* What to work on *
In the data below, find every line that has the string "then", and copy it.

(Saved entries)
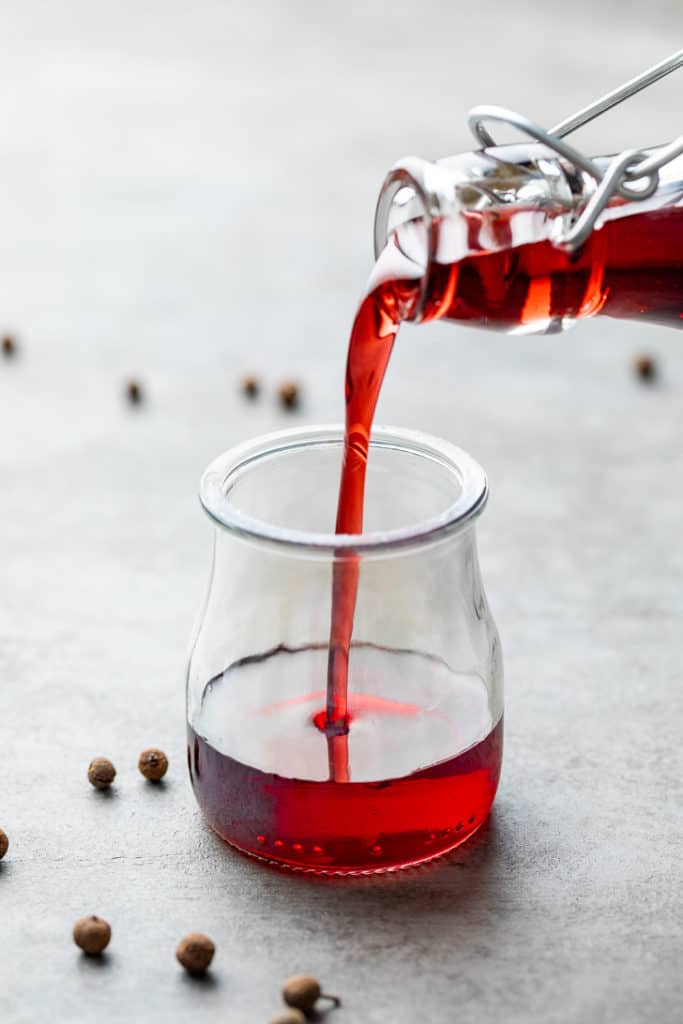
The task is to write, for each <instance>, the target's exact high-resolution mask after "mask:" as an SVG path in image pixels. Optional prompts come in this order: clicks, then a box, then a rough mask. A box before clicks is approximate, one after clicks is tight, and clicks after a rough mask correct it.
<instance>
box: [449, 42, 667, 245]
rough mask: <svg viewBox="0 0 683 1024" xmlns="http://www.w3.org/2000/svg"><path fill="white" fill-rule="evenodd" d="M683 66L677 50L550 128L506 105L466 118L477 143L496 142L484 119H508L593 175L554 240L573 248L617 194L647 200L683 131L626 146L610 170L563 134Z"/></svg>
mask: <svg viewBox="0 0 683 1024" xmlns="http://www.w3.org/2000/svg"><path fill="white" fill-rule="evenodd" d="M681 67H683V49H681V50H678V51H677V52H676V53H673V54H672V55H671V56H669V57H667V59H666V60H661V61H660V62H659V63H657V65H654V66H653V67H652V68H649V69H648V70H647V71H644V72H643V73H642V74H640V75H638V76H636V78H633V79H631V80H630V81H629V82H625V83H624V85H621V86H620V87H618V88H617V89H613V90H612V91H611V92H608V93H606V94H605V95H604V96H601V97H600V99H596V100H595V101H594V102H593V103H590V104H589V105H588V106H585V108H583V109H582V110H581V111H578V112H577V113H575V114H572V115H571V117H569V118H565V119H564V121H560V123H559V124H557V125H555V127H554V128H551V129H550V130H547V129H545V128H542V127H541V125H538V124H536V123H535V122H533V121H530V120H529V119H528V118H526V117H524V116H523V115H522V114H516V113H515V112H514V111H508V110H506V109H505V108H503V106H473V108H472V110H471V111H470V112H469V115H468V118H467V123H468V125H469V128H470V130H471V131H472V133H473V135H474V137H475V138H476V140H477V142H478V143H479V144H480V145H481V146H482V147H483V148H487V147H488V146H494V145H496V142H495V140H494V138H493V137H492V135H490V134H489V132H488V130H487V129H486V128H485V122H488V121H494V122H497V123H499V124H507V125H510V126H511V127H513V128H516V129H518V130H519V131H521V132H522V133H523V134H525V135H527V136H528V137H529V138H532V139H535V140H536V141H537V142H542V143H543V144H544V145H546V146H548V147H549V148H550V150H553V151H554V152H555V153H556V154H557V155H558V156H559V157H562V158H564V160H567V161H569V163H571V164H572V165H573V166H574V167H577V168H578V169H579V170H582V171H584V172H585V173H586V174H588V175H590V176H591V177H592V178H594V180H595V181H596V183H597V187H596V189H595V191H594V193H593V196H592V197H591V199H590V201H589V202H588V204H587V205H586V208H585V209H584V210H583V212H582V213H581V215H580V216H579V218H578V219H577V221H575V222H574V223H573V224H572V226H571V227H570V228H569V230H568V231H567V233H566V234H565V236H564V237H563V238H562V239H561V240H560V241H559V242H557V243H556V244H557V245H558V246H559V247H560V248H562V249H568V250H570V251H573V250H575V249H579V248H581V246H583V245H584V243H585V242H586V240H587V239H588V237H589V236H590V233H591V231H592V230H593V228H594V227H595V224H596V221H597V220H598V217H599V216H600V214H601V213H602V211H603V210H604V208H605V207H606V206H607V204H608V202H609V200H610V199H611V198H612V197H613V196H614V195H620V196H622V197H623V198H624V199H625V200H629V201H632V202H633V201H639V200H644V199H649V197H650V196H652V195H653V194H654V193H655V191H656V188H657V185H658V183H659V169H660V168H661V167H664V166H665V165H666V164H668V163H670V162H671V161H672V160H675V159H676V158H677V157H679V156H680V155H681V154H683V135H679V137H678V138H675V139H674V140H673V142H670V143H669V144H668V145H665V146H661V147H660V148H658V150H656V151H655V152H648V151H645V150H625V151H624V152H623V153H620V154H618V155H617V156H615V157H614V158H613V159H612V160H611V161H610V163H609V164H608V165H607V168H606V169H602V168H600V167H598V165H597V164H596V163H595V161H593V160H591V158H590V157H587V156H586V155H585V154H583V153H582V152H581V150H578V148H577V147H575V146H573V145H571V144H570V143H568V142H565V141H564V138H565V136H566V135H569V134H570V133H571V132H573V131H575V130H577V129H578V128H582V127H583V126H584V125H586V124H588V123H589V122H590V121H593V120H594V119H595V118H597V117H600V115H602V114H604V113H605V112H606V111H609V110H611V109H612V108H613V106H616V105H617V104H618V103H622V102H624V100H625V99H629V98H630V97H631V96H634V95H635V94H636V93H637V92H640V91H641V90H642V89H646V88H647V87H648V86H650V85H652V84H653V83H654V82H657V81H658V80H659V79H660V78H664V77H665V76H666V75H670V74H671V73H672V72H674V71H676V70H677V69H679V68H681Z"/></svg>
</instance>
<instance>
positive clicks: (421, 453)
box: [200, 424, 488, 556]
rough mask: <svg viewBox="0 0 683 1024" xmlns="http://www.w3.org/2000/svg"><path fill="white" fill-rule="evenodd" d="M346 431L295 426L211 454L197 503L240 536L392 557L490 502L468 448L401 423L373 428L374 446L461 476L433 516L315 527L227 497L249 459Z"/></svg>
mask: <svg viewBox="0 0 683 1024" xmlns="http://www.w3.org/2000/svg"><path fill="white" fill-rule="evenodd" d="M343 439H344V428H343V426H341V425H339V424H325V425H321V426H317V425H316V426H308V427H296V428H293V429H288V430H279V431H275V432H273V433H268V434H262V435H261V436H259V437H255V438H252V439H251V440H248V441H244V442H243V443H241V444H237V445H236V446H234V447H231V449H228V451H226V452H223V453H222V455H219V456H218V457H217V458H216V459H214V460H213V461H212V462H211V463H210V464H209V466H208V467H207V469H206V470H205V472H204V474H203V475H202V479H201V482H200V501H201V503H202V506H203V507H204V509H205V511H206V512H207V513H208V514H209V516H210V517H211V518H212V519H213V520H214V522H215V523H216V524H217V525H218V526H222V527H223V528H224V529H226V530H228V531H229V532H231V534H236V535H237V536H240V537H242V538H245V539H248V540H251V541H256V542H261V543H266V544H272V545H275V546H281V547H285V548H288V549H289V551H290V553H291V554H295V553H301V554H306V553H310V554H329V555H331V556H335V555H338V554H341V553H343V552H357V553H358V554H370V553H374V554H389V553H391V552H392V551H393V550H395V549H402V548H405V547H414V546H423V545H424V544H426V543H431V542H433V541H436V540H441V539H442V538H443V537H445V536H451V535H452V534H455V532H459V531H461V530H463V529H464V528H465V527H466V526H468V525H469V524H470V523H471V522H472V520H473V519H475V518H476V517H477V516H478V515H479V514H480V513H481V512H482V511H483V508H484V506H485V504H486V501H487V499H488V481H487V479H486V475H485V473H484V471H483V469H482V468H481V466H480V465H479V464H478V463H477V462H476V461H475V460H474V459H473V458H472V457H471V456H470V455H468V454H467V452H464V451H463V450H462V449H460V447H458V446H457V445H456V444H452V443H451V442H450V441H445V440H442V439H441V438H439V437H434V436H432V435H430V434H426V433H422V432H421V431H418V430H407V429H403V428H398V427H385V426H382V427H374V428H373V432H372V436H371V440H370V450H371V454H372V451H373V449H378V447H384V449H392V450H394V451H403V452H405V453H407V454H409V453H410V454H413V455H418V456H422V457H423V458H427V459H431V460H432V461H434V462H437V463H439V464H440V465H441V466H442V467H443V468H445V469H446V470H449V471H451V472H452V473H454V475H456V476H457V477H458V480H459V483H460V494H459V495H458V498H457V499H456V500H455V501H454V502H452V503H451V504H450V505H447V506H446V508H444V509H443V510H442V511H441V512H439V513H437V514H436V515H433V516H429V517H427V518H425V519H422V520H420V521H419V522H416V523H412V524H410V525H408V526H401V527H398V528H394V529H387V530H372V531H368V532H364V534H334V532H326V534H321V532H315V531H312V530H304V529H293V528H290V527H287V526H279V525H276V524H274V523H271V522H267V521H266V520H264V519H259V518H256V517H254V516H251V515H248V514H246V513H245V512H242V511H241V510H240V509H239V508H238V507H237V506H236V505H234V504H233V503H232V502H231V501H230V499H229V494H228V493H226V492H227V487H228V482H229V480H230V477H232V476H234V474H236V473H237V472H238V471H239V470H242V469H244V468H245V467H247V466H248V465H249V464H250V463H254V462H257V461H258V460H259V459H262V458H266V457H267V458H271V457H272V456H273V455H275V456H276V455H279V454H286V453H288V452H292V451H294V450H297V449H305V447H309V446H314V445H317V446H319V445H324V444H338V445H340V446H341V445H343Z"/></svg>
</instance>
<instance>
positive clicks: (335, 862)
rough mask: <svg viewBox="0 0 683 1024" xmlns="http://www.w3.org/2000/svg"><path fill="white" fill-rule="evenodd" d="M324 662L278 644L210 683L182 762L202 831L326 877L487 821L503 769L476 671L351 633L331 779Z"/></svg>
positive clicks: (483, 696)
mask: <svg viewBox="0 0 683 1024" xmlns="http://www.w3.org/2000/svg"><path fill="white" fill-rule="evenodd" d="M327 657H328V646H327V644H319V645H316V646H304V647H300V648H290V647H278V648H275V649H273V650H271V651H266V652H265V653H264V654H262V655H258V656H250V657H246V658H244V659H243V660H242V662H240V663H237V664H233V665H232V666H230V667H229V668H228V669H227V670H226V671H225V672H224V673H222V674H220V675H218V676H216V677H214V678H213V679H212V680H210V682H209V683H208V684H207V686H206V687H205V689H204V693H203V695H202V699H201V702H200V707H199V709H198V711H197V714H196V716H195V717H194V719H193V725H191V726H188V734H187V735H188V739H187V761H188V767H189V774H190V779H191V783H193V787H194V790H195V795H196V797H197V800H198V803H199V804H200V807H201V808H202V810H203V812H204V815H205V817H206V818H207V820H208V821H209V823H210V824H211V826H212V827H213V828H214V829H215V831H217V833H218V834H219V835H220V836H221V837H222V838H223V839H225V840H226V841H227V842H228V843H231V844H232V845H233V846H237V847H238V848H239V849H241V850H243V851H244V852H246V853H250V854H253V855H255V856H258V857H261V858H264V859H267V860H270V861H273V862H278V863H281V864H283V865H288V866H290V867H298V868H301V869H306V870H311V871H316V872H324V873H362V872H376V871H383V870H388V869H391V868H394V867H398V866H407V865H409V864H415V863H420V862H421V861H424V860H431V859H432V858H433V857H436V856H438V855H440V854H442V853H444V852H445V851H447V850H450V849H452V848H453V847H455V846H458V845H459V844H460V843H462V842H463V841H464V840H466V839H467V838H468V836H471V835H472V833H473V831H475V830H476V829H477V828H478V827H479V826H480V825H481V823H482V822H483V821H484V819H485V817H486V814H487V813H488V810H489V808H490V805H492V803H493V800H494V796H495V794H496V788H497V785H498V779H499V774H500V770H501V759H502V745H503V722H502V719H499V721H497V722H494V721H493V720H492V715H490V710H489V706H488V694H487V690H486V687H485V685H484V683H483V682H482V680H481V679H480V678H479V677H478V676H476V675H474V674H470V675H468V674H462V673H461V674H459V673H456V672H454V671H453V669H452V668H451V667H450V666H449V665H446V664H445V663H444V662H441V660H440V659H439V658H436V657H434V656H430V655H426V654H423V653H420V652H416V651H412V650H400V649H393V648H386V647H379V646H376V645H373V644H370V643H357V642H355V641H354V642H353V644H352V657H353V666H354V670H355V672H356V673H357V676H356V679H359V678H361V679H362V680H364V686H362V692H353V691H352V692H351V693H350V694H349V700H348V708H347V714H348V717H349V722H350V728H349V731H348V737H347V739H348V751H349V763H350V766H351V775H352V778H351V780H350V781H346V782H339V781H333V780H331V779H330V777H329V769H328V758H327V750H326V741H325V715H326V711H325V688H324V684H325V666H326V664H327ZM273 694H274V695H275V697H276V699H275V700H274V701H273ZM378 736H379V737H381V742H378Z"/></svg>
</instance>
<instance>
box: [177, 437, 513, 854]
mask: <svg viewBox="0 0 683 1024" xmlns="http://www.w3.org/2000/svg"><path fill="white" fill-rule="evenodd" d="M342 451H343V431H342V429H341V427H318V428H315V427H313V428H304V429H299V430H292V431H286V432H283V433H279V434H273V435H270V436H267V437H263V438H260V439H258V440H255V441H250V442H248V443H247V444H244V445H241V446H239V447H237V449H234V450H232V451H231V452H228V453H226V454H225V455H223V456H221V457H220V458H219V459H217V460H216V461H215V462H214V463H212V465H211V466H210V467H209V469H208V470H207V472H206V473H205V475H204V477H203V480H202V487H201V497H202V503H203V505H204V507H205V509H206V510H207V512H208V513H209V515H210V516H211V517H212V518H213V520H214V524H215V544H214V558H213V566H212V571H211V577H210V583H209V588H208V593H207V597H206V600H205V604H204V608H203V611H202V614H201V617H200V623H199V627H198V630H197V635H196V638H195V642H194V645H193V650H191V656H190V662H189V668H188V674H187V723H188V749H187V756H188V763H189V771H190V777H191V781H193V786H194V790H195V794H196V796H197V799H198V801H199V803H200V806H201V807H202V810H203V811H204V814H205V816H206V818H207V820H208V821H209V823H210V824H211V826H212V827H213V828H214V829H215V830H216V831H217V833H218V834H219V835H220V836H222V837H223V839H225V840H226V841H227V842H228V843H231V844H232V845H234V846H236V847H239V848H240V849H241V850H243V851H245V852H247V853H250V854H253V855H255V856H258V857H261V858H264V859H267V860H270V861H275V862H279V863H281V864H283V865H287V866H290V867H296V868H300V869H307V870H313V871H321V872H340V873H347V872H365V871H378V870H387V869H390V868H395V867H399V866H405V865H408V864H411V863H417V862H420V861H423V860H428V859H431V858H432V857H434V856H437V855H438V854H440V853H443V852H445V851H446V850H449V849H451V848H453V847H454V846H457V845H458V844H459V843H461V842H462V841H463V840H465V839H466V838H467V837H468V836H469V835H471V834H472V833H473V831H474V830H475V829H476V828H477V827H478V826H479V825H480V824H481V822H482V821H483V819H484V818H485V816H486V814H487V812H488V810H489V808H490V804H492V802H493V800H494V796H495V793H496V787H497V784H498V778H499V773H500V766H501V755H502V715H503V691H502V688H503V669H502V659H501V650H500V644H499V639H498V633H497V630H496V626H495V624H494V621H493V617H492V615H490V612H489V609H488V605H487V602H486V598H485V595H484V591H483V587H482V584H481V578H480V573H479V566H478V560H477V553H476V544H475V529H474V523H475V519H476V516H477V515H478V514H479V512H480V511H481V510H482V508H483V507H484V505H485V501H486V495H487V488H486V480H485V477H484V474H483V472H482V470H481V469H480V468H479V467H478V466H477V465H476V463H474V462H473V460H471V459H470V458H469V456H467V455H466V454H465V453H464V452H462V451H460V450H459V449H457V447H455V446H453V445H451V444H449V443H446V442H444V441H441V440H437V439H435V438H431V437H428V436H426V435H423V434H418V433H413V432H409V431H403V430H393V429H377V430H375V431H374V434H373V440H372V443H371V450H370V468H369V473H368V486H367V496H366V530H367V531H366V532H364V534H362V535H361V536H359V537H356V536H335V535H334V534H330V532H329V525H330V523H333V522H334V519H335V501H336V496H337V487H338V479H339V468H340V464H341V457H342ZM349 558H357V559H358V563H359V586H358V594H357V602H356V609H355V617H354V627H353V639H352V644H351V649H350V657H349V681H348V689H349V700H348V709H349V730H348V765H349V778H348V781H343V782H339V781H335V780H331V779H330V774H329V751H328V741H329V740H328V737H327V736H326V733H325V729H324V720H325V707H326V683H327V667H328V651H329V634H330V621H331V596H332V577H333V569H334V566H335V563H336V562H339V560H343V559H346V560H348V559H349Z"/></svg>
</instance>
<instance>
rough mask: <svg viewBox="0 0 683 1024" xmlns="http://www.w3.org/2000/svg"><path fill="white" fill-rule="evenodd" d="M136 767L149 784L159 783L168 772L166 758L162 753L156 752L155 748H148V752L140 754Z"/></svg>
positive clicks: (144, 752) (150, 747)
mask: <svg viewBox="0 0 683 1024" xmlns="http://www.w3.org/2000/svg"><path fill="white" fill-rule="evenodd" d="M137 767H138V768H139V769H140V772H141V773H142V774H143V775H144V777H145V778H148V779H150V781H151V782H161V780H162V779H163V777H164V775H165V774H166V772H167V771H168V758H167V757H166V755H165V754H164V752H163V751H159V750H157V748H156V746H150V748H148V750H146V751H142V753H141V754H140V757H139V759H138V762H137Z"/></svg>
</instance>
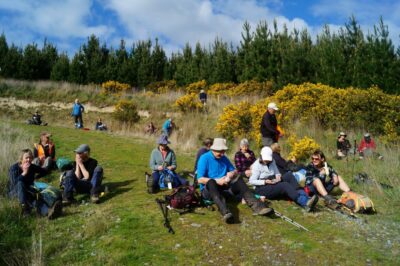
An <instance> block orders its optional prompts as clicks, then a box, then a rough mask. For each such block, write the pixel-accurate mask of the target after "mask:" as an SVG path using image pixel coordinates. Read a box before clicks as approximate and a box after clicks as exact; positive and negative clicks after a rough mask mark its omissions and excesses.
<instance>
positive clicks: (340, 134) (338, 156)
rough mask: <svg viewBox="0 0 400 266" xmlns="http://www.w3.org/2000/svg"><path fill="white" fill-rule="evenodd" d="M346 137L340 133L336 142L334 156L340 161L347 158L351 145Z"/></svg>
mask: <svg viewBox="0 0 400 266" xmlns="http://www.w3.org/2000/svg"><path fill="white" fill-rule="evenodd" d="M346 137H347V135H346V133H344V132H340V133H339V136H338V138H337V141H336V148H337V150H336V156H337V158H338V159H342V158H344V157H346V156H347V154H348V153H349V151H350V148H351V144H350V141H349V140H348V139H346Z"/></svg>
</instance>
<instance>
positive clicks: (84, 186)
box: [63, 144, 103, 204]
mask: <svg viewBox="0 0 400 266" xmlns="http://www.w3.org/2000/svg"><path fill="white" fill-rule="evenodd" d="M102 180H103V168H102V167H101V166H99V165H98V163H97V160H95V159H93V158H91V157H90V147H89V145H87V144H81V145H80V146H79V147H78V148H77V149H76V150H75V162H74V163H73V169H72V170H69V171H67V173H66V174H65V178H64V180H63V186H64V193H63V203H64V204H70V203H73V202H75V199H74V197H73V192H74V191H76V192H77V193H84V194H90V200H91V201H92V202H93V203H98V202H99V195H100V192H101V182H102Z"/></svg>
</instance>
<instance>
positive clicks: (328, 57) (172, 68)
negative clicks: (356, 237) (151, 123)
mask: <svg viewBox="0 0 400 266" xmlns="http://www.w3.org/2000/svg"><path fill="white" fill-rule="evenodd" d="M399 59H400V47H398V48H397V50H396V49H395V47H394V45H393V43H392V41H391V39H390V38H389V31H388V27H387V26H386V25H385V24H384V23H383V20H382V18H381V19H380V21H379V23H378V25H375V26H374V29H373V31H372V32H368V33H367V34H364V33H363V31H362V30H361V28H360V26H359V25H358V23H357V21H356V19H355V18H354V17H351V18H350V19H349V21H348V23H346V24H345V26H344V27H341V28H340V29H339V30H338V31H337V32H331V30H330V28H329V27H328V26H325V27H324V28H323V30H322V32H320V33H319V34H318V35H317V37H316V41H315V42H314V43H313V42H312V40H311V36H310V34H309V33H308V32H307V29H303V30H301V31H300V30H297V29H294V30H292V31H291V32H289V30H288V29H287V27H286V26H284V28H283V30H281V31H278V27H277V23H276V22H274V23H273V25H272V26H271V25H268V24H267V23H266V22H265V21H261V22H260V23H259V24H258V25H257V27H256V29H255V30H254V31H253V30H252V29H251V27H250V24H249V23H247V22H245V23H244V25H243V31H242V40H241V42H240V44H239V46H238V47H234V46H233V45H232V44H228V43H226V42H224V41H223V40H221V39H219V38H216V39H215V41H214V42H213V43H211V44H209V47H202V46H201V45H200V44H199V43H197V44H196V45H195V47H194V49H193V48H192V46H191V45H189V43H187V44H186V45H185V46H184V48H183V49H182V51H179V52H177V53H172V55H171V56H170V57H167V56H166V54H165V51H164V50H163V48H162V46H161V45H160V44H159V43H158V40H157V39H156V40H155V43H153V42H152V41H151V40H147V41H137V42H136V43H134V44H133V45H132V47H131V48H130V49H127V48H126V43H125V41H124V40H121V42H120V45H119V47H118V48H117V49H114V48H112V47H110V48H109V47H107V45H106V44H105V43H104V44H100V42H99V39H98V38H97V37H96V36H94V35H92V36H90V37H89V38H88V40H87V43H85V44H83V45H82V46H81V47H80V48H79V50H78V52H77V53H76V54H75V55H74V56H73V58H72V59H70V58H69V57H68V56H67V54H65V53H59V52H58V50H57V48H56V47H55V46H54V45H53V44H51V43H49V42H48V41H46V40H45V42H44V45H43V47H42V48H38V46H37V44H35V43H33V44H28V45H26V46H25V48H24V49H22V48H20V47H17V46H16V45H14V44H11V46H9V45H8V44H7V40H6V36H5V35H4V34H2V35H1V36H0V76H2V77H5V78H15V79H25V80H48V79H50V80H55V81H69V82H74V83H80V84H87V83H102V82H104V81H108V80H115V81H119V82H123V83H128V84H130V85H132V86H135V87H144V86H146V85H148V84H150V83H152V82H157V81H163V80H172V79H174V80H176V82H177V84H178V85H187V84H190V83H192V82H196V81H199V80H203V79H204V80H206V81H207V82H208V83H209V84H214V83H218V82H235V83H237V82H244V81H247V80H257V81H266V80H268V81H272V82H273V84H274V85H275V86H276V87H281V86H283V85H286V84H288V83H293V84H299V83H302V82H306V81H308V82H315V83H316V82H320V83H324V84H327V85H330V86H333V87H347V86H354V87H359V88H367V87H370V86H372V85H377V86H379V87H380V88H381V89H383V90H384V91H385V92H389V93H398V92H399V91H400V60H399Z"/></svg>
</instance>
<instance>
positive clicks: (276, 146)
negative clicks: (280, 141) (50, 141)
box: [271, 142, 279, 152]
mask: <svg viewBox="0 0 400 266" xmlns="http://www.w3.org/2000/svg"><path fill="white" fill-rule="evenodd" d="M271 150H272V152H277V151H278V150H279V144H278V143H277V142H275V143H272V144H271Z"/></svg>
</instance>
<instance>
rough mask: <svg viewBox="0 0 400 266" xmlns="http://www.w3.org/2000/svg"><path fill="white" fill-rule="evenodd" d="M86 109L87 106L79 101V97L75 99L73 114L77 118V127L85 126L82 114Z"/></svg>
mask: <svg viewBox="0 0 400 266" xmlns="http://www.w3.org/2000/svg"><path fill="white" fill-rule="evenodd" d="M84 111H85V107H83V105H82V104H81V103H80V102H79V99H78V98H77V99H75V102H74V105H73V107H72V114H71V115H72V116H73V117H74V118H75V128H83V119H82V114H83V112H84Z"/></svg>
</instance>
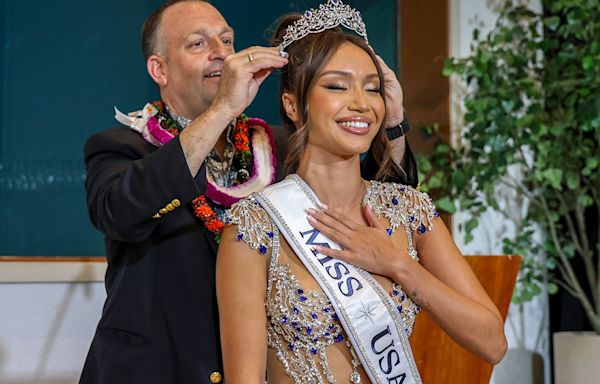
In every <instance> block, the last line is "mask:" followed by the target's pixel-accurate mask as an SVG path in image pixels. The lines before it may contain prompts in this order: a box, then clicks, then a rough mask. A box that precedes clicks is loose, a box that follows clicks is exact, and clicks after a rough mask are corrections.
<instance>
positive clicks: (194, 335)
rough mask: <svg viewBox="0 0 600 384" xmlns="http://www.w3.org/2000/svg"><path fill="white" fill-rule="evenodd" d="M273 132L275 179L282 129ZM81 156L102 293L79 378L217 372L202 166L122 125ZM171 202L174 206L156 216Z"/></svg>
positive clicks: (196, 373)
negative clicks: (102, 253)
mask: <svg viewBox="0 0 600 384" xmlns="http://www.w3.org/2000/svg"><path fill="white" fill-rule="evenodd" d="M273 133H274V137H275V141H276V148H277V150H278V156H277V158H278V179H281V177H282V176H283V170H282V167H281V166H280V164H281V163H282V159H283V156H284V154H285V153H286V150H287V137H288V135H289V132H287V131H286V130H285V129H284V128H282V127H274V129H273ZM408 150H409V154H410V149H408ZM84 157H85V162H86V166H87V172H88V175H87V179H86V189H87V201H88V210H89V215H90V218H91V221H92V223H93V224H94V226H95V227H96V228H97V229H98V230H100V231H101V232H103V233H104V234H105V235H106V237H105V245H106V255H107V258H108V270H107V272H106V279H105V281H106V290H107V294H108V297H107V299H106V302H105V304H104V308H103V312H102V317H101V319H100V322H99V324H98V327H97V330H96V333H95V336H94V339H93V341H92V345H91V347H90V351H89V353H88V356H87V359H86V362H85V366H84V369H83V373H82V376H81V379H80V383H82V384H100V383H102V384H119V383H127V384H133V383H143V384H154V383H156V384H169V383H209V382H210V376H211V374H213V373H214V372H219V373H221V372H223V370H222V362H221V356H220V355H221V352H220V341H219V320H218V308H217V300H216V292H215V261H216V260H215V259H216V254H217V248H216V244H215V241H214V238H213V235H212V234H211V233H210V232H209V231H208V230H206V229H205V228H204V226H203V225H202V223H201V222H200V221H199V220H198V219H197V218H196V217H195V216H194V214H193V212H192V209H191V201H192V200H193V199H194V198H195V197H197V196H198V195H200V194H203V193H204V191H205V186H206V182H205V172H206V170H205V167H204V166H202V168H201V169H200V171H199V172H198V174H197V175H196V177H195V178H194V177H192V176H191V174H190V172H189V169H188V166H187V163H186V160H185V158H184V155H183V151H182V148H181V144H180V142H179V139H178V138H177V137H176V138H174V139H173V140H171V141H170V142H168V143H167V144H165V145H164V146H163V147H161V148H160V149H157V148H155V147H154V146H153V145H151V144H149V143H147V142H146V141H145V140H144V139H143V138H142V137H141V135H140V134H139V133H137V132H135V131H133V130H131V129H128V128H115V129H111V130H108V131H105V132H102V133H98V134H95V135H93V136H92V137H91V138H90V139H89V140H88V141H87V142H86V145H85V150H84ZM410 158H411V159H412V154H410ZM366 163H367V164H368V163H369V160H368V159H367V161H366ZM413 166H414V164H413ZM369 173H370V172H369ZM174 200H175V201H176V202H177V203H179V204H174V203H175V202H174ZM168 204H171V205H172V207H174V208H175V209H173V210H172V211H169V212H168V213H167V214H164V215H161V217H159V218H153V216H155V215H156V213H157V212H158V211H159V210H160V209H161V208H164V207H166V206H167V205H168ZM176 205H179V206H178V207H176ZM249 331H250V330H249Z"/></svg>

* Task answer *
The task is to write, for each <instance>, the target's exact high-resolution mask after "mask:" as an SVG path in image pixels. Optional prompts come in this order: clicks, then a box, then a rough mask. A box before clicks is approximate, one after clicks is tight, and clicks after a rough mask correct it.
An <instance> block orders its optional prompts as clicks, then a box, then a rough mask. For each such block, write the pixel-accurate mask of the target after "mask:" as an SVG path using image pixel coordinates. Read a box before clicks as approximate and a box after clicks as exact; positive and negative clicks after a rough mask mark its omissions and excesses.
In every <instance> block, the last line is "mask:" followed by the target's pixel-accurate mask as an SVG path in image pixels. The lines before it may contain prompts in this order: a box, then clicks, then a rough mask. A box that precedes clicks is loose, a box that follows clicks is exact, and clicks after a rough mask are corrections.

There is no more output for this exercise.